Tekstfragment –
Overigens is de vereniging of stichting MO niet bedoeld om het
kwaliteitstoezicht van overheidswege te vervangen. Overheidstoezicht op
de kwaliteit van onderwijs, zorg en huisvesting, of het toezicht op de
besteding van de publieke middelen zal niet door de nieuwe rechtsvorm
geraakt worden.

	3.d. Conclusie

Ten algemene zij hier naar aanleiding van het advies van de Raad van
State opgemerkt dat het commentaar van de Raad van State zich vooral
richt op nut en noodzaak van het wetsvoorstel in zijn geheel en van
onderdelen ervan. Noch in paragraaf 3 van haar advies, noch elders stelt
de Raad dat het wetsvoorstel of een onderdeel daarvan in strijd zou zijn
met het recht, of anderszins grote juridische problemen zou oproepen. De
Raad vraagt op diverse punten het voorstel dragender te motiveren en op
onderdelen te verduidelijken en de memorie van toelichting is dan ook op
diverse punten herzien en aangevuld.

	De Raad gaat in zijn commentaar voorbij aan diverse verbeteringen die
het wetsvoorstel biedt:

De bestaande regelingen over het bij de organisatie betrekken van
belanghebbenden gaan alleen over de afnemers: cliënten, studenten,
huurders. Het voorstel geeft de instelling de mogelijkheid om alle
verschillende belangen bij de ondernemingsbeslissingen te betrekken door
daarvoor een institutionele structuur aan te bieden, waarin overleg over
de strategische keuze kan plaatsvinden en verantwoording afgelegd. Het
wetsvoorstel verschaft de belanghebbenden toegang tot de
Ondernemingskamer door middel van het enquĂȘterecht en geeft de
mogelijkheid om ontslag van een interne toezichthouder te vragen.

Verstrekte gegevens –
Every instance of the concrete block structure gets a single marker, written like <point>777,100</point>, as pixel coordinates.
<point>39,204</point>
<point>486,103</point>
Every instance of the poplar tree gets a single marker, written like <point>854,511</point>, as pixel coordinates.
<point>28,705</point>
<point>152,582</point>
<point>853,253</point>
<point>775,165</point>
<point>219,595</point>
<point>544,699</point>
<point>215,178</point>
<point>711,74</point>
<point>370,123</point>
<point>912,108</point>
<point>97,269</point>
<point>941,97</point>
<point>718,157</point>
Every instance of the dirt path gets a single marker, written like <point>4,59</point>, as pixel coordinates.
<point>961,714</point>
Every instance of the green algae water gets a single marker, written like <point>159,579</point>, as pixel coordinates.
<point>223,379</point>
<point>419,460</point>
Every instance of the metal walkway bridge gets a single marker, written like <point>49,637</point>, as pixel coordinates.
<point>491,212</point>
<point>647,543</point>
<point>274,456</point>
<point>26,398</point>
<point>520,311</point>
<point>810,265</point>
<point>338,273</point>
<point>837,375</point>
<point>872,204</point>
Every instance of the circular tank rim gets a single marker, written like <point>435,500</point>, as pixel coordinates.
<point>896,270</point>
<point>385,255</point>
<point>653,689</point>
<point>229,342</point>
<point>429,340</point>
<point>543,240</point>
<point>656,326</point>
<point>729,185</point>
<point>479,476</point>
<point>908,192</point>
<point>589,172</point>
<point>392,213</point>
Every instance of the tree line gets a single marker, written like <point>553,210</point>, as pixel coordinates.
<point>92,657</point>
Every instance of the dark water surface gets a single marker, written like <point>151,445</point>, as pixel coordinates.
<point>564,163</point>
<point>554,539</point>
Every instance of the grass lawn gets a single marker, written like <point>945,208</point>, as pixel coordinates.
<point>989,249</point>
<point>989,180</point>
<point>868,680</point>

Wat je moet doen – Welke afnemers noemt het tekstfragment als de enigen over wie de bestaande regelingen voor het betrekken van belanghebbenden bij de organisatie gaan? De records hebben niets met het tekstfragment te maken.

Antwoord – Cliënten, studenten en huurders.